== TEXT BLOCK ==
AHF Faces Off with World Bank on MICs

AHF Faces Off with World Bank on MICs

In Advocacy, Global, News, Philippines by AHF

World Bank policies might soon force many civil society organizations (CSO) in middle-income countries (MICs) to close as international donors transition their support to a much smaller pool of least-developed countries. At the same time, patients in MICs with life-threatening diseases like HIV and tuberculosis are forced to pay up to 10 times more for medicines than patients in low-income countries, even though the difference in daily income between the two groups can be as little as $1.

AIDS Healthcare Foundation (AHF) delegates persistently highlighted these troubling realities at the World Bank Civil Society Policy Forum (CSPF), which was held in Washington on Oct. 10-13.

The advocates pressed the World Bank to change how it defines MICs as part of the AHF-led “Raise the MIC” advocacy campaign. Evidence is mounting that the World Bank’s approach to categorizing countries by income level is having an opposite effect to the institution’s stated mission of ending poverty. MICs are now home to 75% of the world’s poor and two-thirds of all people living with HIV.

Saved data entries
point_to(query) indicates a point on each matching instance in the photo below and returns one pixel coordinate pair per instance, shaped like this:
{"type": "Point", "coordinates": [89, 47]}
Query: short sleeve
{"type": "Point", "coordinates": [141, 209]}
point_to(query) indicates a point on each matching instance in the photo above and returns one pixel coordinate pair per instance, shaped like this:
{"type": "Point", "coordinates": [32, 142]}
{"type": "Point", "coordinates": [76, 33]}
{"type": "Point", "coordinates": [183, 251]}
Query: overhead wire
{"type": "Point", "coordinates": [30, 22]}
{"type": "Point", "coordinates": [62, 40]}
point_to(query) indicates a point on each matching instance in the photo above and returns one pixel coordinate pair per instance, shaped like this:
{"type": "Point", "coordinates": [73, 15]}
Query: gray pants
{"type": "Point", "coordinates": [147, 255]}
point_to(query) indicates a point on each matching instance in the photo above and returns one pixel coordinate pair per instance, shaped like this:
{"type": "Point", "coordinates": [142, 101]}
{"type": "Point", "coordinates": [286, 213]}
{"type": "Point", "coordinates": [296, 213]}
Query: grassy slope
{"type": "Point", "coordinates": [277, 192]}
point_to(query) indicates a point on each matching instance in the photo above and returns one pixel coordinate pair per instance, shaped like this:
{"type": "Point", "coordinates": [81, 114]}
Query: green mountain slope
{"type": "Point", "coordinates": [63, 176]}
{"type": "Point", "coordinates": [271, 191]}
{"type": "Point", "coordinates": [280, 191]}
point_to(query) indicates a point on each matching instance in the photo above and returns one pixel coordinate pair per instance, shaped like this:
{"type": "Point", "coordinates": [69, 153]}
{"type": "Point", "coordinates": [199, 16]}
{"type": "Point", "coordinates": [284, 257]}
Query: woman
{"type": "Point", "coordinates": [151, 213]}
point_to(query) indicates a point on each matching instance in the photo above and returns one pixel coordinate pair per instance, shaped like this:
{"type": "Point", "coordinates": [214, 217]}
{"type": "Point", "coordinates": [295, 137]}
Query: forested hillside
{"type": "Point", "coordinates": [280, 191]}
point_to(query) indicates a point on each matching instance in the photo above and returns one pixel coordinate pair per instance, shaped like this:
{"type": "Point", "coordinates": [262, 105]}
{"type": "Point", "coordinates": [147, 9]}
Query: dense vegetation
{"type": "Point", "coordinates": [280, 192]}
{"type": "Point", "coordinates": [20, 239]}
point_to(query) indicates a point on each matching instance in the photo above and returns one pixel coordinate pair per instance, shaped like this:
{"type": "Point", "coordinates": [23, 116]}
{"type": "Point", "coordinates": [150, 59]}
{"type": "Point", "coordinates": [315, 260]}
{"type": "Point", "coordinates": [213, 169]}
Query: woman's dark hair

== APPLY WHAT YOU READ ==
**A)** Edit the article on AHF and the World Bank, starting at "World Bank policies" and ending at "little as $1.", so that "international donors" becomes "foreign donors".
**B)** Summarize the article on AHF and the World Bank in two sentences.
**C)** Answer these questions from the article on AHF and the World Bank:
(i) Up to how many times more do patients in MICs pay for medicines than patients in low-income countries?
(ii) In which city was the World Bank Civil Society Policy Forum held?
(iii) What share of all people living with HIV live in MICs?

== RESPONSES TO THE TASKS ==
**A)**
World Bank policies might soon force many civil society organizations (CSO) in middle-income countries (MICs) to close as foreign donors transition their support to a much smaller pool of least-developed countries. At the same time, patients in MICs with life-threatening diseases like HIV and tuberculosis are forced to pay up to 10 times more for medicines than patients in low-income countries, even though the difference in daily income between the two groups can be as little as $1.

**B)** At the World Bank Civil Society Policy Forum in Washington on Oct. 10-13, AHF delegates highlighted that World Bank policies might force many civil society organizations in middle-income countries to close, while patients there pay up to 10 times more for HIV and tuberculosis medicines than patients in low-income countries. Through the AHF-led "Raise the MIC" campaign, they pressed the World Bank to change how it defines MICs, which are now home to 75% of the world's poor and two-thirds of all people living with HIV.

**C)**
(i) Up to 10 times more.
(ii) Washington.
(iii) Two-thirds.